-- What you will do --
**A.** According to the article on landlord fines, how many civil penalty notices did Barking and Dagenham council issue last year?
**B.** For each statement, answer yes or no according to the article on landlord fines, and quote the words from the article that decide it.
(i) The borough-wide licensing scheme launched in 2019.
(ii) An enforcement notice carries a fine of £30,000.
(iii) At one address, inspectors found 13 people living in a four-bedroom house.
**C.** Retype the part of the article on landlord fines from "A council spokeswoman" to "totalling over £46,000.".

Fines totalling more than £250,000 were issued to rogue landlords in Barking and Dagenham last year.
Offences included failing to have a licence, ignoring enforcement notices, and operating illegal HMOs.
The council became the first in the country to make it mandatory for all private landlords in the borough to have a licence.
There have been around 15,000 applications for licences since the borough-wide scheme launched in 2019, although it is estimated around a quarter of all housing in Barking and Dagenham is private rented accommodation.
In a statement boasting of its enforcement actions, the council says at one address in its patch inspectors found 13 people living in a four-bedroom house.
A council spokeswoman says: “We know the majority of landlords in our borough understand their responsibilities – both legally and morally – to their tenants and provide much needed homes that are safe to live in.
“However, there are unfortunately some unsavoury landlords who choose to flout the rules, and that is where we will use all the legal powers available to us to take action to improve living conditions for our residents.”
Landlords whose properties fail to meet a required standard are issued an enforcement notice, which gives them a set time period to carry out any remedial work.
However, if they ignore the notice, which carries a fine of £520, they can be issued a civil penalty notice (CPN), which has a maximum penalty of up to £30,000.
Last year, Barking and Dagenham council issued 117 CPNs to the tune of £271,310 and 89 enforcement notices totalling over £46,000.
The spokeswoman adds: “Our pioneering licensing scheme has helped drive up the standards of private rental properties in our borough, but as some of these hefty fines show, we won’t hesitate to take action against the few who continue to put profit ahead of people and leave residents living in dangerous, poorly maintained homes.”

-- Listed records --
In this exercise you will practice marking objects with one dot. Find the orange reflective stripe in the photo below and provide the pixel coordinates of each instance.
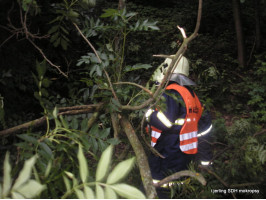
(155, 129)
(188, 133)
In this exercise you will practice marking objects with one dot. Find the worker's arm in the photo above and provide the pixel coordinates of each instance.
(205, 155)
(172, 117)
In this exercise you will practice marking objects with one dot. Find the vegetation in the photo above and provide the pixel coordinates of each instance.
(74, 85)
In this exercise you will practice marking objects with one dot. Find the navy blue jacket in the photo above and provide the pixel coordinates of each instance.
(168, 143)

-- Solutions to the problems --
**A.** 117

**B.**
(i) Yes: "since the borough-wide scheme launched in 2019"
(ii) No: "which carries a fine of £520"
(iii) Yes: "found 13 people living in a four-bedroom house"

**C.**
A council spokeswoman says: “We know the majority of landlords in our borough understand their responsibilities – both legally and morally – to their tenants and provide much needed homes that are safe to live in.
“However, there are unfortunately some unsavoury landlords who choose to flout the rules, and that is where we will use all the legal powers available to us to take action to improve living conditions for our residents.”
Landlords whose properties fail to meet a required standard are issued an enforcement notice, which gives them a set time period to carry out any remedial work.
However, if they ignore the notice, which carries a fine of £520, they can be issued a civil penalty notice (CPN), which has a maximum penalty of up to £30,000.
Last year, Barking and Dagenham council issued 117 CPNs to the tune of £271,310 and 89 enforcement notices totalling over £46,000.